___ RECORDS FOR THE TASK
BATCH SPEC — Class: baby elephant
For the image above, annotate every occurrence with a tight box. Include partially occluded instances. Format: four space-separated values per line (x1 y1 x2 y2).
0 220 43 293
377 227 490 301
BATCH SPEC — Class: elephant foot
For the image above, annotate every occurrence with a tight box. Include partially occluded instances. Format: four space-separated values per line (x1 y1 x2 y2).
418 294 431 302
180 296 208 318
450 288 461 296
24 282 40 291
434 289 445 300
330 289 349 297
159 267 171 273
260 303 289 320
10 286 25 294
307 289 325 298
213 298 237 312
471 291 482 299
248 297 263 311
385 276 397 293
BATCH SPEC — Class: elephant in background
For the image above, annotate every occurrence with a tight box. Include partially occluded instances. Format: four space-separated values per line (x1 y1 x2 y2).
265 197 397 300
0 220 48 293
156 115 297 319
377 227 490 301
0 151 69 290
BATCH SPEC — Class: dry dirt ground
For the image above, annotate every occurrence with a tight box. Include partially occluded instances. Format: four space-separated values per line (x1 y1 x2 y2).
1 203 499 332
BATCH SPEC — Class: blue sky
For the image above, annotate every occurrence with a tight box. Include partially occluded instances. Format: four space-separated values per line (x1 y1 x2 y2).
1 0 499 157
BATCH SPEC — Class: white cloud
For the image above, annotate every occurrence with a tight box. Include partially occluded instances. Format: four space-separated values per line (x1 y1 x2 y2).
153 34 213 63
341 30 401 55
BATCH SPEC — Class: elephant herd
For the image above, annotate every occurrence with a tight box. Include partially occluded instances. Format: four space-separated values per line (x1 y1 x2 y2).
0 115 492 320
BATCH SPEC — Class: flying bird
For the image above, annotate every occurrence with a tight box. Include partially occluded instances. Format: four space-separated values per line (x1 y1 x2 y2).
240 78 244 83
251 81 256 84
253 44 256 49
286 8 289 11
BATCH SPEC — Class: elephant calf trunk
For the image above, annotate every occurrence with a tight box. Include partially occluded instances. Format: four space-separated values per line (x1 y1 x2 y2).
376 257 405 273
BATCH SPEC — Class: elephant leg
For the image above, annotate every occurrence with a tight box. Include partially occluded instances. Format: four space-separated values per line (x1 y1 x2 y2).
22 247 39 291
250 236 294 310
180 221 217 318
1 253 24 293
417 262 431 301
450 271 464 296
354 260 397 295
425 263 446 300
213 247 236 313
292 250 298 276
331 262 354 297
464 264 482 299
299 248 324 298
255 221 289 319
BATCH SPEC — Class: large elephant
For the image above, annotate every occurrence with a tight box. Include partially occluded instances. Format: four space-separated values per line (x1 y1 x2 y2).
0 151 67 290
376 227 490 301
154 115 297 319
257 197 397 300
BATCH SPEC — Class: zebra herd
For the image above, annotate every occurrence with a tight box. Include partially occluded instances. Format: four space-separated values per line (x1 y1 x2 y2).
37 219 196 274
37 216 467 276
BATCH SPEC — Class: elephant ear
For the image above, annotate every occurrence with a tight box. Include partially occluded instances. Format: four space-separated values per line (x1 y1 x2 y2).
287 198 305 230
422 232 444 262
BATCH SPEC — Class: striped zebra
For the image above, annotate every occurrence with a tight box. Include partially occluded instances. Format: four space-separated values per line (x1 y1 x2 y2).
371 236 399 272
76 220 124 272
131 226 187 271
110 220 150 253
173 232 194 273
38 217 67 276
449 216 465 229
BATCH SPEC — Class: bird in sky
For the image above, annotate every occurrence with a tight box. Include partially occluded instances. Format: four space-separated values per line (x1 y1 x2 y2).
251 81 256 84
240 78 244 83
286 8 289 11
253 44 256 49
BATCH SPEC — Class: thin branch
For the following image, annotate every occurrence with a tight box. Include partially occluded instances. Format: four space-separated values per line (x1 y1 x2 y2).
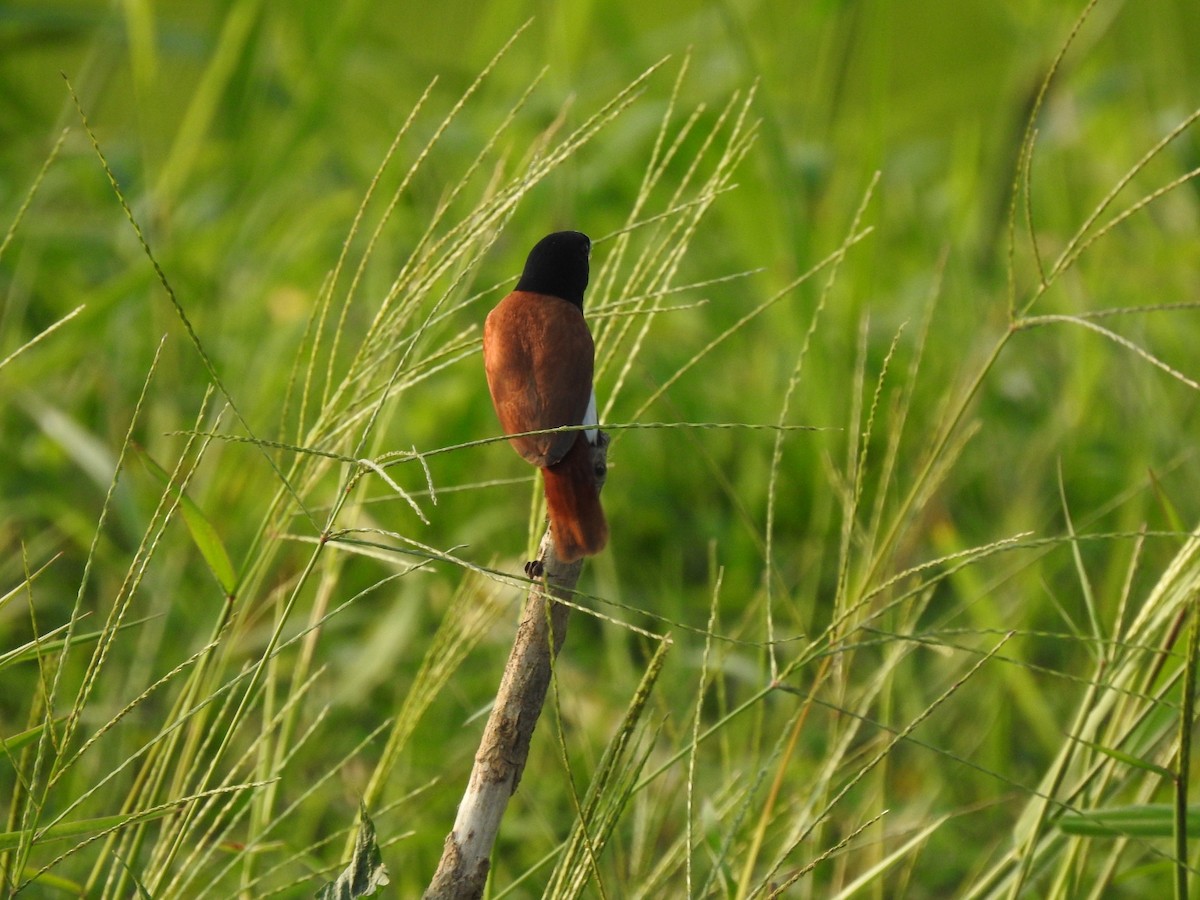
______
**YOUR OBJECTIVE**
Reproducing the whole listing above is not the task. Copy exactly only the lines from the one with "BATCH SPEC — Class: blue sky" to the one with "BATCH SPEC — Class: white cloud", both kept.

**SOLUTION BELOW**
BATCH SPEC — Class: blue sky
For the image above, annotate every occurrence with a tight box. Include partially occluded instances. Format: four space-separated values per line (x1 y1 x2 y2).
1 0 499 157
BATCH SPEC — Class: white cloud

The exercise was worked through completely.